[Records from a dataset]
________________
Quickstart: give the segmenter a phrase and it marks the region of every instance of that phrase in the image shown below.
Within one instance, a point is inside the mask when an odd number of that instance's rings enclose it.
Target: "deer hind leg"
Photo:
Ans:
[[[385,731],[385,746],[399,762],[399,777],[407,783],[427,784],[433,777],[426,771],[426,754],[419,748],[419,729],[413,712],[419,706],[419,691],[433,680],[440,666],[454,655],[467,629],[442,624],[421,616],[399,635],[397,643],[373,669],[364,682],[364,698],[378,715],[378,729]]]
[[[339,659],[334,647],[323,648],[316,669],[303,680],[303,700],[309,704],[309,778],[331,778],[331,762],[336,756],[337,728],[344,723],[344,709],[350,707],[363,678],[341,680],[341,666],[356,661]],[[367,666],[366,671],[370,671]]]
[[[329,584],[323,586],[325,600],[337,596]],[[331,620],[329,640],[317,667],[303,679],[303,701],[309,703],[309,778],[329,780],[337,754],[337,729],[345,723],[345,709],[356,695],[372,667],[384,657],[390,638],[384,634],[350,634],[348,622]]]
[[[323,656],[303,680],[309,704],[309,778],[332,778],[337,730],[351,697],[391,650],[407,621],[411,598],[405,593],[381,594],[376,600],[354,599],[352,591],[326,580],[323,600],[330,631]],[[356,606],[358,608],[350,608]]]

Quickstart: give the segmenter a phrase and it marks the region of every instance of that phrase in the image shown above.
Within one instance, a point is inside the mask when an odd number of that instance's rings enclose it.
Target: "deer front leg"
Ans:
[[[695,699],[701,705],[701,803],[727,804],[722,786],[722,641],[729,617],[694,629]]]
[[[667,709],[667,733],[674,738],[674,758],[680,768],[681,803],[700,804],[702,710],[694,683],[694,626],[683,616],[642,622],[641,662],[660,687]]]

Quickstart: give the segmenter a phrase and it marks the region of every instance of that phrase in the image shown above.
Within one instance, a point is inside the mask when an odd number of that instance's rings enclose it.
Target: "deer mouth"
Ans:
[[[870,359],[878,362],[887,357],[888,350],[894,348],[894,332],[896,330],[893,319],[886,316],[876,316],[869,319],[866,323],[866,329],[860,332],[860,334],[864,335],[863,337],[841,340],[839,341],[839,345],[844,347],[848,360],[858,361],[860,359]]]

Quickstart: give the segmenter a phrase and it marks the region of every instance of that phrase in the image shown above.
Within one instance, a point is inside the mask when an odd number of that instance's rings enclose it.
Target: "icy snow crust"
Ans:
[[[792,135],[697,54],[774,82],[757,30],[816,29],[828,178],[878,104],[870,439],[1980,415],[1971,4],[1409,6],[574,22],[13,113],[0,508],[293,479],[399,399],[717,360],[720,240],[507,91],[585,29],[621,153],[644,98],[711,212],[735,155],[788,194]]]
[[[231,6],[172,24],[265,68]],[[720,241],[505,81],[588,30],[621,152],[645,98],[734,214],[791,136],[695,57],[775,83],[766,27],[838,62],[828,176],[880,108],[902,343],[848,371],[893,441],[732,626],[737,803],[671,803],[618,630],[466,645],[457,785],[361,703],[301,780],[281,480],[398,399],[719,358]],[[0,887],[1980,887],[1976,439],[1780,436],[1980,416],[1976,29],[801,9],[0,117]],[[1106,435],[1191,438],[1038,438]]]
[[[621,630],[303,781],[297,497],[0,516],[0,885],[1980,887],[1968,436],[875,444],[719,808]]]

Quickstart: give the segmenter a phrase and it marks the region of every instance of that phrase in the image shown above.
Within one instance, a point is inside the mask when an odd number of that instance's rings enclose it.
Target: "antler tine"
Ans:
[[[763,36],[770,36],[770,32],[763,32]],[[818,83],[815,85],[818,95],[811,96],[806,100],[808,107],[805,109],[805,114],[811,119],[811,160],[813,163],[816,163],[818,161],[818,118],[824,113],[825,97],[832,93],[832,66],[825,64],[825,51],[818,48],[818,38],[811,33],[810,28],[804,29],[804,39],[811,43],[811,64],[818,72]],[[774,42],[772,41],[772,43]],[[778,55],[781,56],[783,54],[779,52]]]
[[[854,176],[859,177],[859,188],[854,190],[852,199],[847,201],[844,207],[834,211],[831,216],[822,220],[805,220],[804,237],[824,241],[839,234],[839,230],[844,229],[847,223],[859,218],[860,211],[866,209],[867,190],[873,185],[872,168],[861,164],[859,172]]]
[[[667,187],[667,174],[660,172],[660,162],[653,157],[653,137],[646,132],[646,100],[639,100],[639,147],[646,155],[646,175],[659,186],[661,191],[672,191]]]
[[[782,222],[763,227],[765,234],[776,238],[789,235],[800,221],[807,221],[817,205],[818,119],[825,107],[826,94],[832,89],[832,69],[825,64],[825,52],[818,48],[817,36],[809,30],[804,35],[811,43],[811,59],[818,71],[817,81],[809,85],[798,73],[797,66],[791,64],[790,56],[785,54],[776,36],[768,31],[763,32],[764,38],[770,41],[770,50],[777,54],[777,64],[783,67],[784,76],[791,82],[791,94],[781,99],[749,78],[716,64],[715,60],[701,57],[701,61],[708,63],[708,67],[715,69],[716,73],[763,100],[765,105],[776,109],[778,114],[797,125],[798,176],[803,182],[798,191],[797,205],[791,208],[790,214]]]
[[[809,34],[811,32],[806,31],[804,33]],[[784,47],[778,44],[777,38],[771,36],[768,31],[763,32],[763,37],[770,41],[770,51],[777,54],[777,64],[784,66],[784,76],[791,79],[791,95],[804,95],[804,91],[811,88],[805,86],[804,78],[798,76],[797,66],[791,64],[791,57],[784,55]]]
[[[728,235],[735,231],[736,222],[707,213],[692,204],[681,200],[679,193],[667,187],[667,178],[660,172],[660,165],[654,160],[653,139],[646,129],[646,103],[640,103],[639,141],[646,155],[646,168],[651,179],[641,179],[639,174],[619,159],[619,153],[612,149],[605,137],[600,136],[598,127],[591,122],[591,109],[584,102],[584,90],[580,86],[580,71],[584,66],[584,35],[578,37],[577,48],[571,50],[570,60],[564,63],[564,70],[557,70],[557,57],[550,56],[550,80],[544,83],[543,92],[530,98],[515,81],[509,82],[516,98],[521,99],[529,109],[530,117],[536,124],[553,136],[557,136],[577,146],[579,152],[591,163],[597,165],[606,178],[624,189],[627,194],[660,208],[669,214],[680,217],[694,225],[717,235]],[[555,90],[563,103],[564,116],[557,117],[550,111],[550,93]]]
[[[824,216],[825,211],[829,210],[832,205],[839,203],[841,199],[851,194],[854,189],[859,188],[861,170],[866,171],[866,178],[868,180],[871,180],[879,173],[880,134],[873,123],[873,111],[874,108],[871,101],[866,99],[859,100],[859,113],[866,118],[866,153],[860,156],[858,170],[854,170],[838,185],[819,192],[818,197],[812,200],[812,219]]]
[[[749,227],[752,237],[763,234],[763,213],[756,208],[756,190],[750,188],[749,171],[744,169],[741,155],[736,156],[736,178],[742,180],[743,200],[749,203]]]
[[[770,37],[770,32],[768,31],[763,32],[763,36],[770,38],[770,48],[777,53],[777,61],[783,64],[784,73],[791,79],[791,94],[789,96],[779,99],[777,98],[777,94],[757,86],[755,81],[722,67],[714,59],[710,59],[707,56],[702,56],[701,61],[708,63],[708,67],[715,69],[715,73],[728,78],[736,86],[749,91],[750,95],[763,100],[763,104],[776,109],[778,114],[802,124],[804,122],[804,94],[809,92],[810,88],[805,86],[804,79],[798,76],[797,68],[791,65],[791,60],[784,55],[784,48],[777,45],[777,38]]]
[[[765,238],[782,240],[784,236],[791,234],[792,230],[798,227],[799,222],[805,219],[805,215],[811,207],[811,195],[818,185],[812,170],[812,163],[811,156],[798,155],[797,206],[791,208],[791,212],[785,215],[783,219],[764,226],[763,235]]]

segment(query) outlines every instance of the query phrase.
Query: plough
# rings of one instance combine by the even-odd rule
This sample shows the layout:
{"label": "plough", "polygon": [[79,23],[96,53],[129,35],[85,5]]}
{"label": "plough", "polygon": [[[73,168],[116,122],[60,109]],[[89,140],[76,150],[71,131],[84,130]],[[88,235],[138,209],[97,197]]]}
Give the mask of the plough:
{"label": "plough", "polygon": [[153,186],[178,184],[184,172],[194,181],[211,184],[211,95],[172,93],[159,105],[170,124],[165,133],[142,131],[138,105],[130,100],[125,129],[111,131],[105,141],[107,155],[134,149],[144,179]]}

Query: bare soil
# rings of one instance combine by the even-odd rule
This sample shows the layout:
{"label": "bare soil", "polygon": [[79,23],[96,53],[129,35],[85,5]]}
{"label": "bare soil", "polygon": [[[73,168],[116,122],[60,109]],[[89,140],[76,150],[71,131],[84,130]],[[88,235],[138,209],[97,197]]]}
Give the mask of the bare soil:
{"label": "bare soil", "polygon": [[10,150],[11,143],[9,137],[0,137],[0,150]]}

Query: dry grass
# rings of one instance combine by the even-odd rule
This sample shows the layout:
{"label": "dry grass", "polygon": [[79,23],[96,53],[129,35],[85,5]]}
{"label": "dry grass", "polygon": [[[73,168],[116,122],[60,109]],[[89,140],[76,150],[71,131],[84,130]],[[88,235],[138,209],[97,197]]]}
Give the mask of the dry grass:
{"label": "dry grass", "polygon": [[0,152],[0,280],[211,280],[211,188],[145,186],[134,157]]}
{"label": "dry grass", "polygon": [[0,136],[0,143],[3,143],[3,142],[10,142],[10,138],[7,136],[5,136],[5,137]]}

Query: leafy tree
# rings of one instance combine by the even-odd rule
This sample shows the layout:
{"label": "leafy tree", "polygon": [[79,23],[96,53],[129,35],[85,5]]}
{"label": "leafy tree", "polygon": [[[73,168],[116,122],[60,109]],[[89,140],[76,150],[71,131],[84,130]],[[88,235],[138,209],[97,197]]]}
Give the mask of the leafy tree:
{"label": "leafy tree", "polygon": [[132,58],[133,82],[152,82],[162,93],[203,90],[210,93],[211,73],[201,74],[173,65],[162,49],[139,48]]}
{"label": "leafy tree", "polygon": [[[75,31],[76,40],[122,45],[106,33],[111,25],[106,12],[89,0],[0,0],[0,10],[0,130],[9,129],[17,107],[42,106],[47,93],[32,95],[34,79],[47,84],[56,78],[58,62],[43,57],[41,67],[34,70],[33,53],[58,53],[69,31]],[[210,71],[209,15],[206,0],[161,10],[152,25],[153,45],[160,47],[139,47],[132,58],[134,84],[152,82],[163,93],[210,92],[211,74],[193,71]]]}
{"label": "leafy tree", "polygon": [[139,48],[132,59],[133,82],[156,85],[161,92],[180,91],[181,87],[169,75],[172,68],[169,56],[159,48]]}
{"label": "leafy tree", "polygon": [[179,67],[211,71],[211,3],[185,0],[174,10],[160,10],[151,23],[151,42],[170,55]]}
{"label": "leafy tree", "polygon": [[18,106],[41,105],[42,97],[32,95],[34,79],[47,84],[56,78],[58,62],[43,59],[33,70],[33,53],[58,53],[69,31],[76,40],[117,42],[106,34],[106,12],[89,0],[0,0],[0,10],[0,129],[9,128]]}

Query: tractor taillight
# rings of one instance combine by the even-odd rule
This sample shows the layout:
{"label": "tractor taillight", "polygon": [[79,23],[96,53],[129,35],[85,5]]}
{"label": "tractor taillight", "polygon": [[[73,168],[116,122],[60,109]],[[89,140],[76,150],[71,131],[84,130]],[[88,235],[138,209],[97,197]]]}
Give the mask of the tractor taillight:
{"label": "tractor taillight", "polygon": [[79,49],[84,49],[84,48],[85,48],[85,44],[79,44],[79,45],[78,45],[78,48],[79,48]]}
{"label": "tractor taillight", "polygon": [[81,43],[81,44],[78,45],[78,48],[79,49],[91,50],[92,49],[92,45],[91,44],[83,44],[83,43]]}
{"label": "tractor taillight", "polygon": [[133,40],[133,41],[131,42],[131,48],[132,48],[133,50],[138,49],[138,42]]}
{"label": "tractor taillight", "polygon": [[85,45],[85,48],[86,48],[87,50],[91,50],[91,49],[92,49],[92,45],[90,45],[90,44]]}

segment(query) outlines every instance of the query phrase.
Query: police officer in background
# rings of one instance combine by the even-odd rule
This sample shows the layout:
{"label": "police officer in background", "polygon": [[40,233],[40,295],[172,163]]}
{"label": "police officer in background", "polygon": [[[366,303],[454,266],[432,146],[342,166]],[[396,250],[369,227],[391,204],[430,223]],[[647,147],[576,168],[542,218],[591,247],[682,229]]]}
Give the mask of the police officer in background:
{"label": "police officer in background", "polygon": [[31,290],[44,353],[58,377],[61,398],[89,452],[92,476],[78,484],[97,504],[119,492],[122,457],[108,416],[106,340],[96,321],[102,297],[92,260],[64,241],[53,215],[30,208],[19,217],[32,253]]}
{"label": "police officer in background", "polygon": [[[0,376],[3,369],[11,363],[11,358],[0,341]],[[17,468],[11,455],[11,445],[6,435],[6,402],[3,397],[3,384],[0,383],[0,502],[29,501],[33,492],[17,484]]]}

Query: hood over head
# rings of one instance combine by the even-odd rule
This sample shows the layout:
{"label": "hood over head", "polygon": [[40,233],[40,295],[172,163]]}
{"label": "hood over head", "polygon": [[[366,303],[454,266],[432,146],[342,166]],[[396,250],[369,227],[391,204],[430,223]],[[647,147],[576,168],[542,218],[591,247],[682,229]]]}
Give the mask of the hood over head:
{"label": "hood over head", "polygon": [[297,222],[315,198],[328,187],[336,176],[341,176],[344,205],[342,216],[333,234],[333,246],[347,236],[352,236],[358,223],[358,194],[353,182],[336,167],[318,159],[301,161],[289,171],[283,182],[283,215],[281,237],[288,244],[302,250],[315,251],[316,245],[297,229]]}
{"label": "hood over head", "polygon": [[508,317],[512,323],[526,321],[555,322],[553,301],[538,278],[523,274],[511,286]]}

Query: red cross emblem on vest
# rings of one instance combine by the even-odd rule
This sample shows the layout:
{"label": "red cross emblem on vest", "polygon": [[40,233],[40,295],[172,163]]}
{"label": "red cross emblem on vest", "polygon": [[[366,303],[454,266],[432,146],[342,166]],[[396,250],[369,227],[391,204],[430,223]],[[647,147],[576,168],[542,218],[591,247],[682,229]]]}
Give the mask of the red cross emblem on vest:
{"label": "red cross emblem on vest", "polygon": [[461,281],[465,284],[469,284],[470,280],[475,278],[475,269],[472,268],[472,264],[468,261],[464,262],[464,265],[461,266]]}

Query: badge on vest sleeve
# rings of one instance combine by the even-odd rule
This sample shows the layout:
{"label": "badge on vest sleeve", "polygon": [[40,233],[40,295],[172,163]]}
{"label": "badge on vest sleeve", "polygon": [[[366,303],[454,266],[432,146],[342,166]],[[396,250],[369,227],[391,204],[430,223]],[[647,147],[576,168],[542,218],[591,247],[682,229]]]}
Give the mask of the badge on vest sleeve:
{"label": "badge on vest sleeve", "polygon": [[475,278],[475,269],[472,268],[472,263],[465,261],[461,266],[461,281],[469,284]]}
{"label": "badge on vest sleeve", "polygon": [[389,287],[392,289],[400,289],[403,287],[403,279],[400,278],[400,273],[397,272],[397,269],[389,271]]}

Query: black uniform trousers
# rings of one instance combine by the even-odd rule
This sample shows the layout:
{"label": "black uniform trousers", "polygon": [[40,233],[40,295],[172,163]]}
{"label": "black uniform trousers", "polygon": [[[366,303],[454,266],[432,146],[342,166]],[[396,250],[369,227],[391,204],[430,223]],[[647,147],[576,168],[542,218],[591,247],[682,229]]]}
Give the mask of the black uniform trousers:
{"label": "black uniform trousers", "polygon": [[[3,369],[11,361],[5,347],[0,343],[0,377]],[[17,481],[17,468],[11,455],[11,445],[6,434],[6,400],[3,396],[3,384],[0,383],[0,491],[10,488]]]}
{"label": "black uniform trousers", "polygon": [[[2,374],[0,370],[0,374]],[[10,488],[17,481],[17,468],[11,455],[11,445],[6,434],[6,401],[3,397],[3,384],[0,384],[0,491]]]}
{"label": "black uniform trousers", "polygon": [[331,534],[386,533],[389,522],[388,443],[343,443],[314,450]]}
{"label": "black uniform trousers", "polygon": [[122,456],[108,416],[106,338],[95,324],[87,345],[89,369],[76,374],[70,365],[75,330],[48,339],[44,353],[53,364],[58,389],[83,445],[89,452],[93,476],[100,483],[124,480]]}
________________
Please show, exactly as written, every line above that contains the word "Target".

Target: "deer hind leg"
Target: "deer front leg"
Target: "deer mouth"
Target: "icy snow crust"
Target: "antler tine"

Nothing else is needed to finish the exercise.